- [YOUR OBJECTIVE]:
Reproduce the entire listing below line for line, changing nothing.

- [DATA ENTRIES]:
=======

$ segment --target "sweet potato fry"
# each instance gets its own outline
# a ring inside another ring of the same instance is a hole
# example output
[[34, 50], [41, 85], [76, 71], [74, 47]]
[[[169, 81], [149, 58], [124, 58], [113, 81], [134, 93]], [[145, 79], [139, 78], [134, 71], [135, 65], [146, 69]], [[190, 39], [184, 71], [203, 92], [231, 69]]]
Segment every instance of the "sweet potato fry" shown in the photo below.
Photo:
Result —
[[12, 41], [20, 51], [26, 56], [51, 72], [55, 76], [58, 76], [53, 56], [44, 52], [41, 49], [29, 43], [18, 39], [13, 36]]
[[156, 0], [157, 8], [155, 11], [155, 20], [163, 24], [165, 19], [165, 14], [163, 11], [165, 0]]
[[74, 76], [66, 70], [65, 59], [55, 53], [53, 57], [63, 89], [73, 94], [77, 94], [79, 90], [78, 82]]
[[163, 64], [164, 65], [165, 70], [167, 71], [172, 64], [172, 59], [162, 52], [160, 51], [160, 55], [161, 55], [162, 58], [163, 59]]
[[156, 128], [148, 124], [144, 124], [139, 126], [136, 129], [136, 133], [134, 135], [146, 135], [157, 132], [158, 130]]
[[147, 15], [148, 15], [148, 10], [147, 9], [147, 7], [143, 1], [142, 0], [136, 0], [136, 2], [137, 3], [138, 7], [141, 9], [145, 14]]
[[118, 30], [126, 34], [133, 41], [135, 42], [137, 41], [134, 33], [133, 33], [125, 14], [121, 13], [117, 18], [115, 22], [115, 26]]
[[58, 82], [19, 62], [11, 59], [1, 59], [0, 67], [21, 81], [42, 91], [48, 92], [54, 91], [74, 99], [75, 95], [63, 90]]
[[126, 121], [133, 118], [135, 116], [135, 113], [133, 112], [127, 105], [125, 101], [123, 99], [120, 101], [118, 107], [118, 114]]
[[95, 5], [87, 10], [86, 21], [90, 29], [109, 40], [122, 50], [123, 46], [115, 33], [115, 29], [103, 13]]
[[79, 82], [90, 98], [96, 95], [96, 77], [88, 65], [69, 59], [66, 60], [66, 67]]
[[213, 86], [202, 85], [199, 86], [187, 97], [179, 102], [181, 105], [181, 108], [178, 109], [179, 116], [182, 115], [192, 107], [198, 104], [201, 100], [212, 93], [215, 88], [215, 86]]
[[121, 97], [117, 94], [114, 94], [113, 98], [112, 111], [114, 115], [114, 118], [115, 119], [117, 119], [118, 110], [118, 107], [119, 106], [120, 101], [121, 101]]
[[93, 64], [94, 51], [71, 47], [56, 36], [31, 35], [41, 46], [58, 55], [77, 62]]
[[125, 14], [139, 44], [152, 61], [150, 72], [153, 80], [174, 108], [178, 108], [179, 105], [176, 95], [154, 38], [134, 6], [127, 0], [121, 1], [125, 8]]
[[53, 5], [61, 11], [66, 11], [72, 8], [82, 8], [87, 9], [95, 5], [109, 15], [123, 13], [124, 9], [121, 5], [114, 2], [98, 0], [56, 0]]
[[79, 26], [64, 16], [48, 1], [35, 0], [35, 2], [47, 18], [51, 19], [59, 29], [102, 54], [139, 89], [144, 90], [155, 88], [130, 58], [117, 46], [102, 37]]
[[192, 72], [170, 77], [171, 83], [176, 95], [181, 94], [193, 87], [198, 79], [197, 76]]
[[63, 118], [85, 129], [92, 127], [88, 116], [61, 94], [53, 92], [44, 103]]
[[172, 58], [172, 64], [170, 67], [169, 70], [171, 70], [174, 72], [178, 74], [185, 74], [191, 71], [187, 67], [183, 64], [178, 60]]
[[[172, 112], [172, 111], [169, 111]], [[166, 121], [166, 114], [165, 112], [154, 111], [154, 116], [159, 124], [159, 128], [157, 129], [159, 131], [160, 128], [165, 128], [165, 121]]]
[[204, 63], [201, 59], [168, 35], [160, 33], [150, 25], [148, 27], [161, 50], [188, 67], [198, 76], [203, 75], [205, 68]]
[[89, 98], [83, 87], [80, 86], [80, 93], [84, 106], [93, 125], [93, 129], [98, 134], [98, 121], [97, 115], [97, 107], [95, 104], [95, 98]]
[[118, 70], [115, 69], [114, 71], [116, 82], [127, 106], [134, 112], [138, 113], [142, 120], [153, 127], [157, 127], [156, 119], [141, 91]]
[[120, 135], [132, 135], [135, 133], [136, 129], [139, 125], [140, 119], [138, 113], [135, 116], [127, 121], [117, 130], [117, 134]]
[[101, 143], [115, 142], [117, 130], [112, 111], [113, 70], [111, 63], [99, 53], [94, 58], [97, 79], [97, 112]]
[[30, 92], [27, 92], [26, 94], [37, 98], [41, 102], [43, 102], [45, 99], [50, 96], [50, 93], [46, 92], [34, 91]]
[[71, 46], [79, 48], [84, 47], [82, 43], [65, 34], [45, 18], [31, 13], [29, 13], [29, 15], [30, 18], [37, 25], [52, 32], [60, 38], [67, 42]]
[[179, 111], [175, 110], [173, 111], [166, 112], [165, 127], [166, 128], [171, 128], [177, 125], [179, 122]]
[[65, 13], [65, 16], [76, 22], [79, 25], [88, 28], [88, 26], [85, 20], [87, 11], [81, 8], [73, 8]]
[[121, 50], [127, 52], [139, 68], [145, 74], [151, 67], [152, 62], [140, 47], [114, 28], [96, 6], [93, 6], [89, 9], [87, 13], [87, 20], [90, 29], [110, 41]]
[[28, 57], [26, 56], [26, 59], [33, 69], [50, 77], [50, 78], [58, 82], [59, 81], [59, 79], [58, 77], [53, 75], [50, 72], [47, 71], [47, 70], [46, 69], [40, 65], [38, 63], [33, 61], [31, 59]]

=======

- [ANSWER]:
$ segment --target "sweet potato fry"
# each instance gets its own outline
# a ring inside another ring of the same instance is a hole
# example output
[[34, 50], [41, 85], [76, 71], [74, 47]]
[[[169, 81], [149, 58], [124, 58], [113, 81], [134, 93]], [[145, 79], [139, 78], [134, 71], [135, 65], [146, 69]], [[190, 39], [184, 71], [203, 92], [231, 69]]]
Segment every instance of the "sweet potato fry" shown in the photo below.
Photo:
Result —
[[12, 41], [20, 51], [26, 56], [51, 72], [55, 76], [58, 76], [53, 56], [44, 52], [41, 49], [29, 43], [18, 39], [13, 36]]
[[156, 0], [157, 8], [155, 11], [155, 20], [163, 24], [165, 19], [165, 14], [163, 11], [165, 0]]
[[74, 76], [66, 70], [65, 59], [55, 53], [53, 57], [63, 89], [73, 94], [77, 94], [79, 90], [78, 82]]
[[163, 64], [164, 65], [165, 70], [167, 71], [172, 64], [172, 59], [162, 52], [160, 51], [160, 55], [161, 55], [162, 58], [163, 59]]
[[156, 128], [148, 124], [144, 124], [139, 126], [136, 129], [136, 133], [134, 135], [146, 135], [157, 132], [158, 130]]
[[147, 15], [148, 15], [148, 10], [147, 9], [147, 7], [143, 1], [142, 0], [136, 0], [136, 2], [137, 3], [138, 7], [141, 9], [145, 14]]
[[118, 30], [126, 34], [133, 41], [135, 42], [137, 41], [134, 33], [133, 33], [125, 14], [121, 13], [117, 18], [115, 22], [115, 26]]
[[58, 82], [19, 62], [11, 59], [1, 59], [0, 67], [21, 81], [42, 91], [48, 92], [54, 91], [74, 99], [75, 95], [63, 90]]
[[126, 121], [133, 118], [135, 116], [135, 113], [133, 112], [127, 105], [125, 101], [123, 99], [120, 101], [118, 107], [118, 114]]
[[95, 5], [87, 10], [86, 21], [90, 29], [109, 40], [122, 50], [123, 46], [115, 33], [115, 29], [103, 13]]
[[79, 82], [90, 98], [96, 95], [96, 77], [88, 65], [69, 59], [66, 60], [66, 67]]
[[213, 86], [202, 85], [199, 86], [187, 97], [179, 102], [181, 105], [181, 108], [178, 109], [179, 116], [182, 115], [192, 107], [198, 104], [201, 100], [212, 93], [215, 88], [215, 86]]
[[121, 97], [117, 94], [114, 94], [113, 98], [112, 111], [114, 115], [114, 118], [115, 119], [117, 119], [118, 110], [118, 107], [119, 106], [120, 101], [121, 101]]
[[93, 64], [94, 51], [71, 47], [56, 36], [31, 35], [41, 46], [58, 55], [77, 62]]
[[125, 14], [139, 44], [152, 61], [150, 72], [153, 80], [174, 108], [178, 108], [179, 105], [176, 95], [154, 38], [134, 6], [127, 0], [121, 1], [125, 8]]
[[53, 5], [61, 11], [66, 11], [72, 8], [82, 8], [87, 9], [95, 5], [109, 15], [123, 13], [124, 9], [121, 5], [114, 2], [98, 0], [56, 0]]
[[79, 26], [64, 16], [48, 1], [35, 0], [35, 2], [47, 18], [51, 19], [59, 29], [102, 54], [139, 89], [144, 90], [155, 88], [130, 58], [117, 46], [102, 37]]
[[192, 72], [170, 77], [171, 83], [176, 95], [181, 94], [193, 87], [198, 79], [197, 76]]
[[63, 118], [85, 129], [92, 127], [88, 116], [61, 94], [53, 92], [44, 103]]
[[172, 58], [172, 64], [170, 67], [169, 70], [171, 70], [174, 72], [178, 74], [185, 74], [191, 71], [187, 67], [183, 64], [178, 60]]
[[[172, 112], [172, 111], [169, 111]], [[166, 121], [166, 114], [165, 112], [154, 111], [154, 116], [159, 124], [159, 128], [157, 129], [159, 131], [160, 128], [165, 128], [165, 121]]]
[[204, 63], [201, 59], [168, 35], [160, 33], [150, 25], [148, 27], [161, 50], [188, 67], [198, 76], [203, 75], [205, 68]]
[[89, 98], [83, 87], [80, 86], [80, 93], [84, 106], [93, 125], [93, 129], [98, 134], [98, 121], [97, 115], [97, 107], [95, 104], [95, 98]]
[[118, 70], [115, 69], [114, 71], [116, 82], [127, 106], [134, 112], [138, 113], [142, 120], [153, 127], [157, 127], [156, 119], [141, 91]]
[[120, 135], [132, 135], [135, 133], [136, 129], [139, 125], [140, 119], [138, 113], [135, 116], [127, 121], [117, 130], [117, 134]]
[[101, 143], [115, 142], [117, 130], [112, 111], [113, 70], [111, 63], [99, 53], [94, 58], [97, 79], [97, 112]]
[[30, 92], [27, 92], [26, 94], [37, 98], [41, 102], [43, 102], [45, 99], [50, 96], [50, 93], [46, 92], [34, 91]]
[[71, 46], [79, 48], [84, 47], [82, 43], [65, 34], [45, 18], [31, 13], [29, 13], [29, 15], [30, 18], [37, 25], [52, 32], [60, 38], [67, 42]]
[[179, 111], [175, 110], [173, 111], [166, 112], [165, 127], [166, 128], [171, 128], [177, 125], [179, 122]]
[[65, 13], [65, 16], [76, 22], [79, 25], [88, 28], [88, 26], [85, 20], [87, 11], [81, 8], [73, 8]]
[[121, 50], [127, 52], [139, 68], [145, 74], [151, 67], [152, 62], [140, 47], [114, 28], [96, 6], [93, 6], [89, 9], [87, 13], [87, 20], [90, 29], [110, 41]]
[[28, 57], [26, 56], [26, 59], [33, 69], [50, 77], [50, 78], [58, 82], [59, 81], [59, 79], [58, 77], [53, 75], [50, 72], [47, 71], [47, 70], [46, 69], [40, 65], [38, 63], [33, 61], [31, 59]]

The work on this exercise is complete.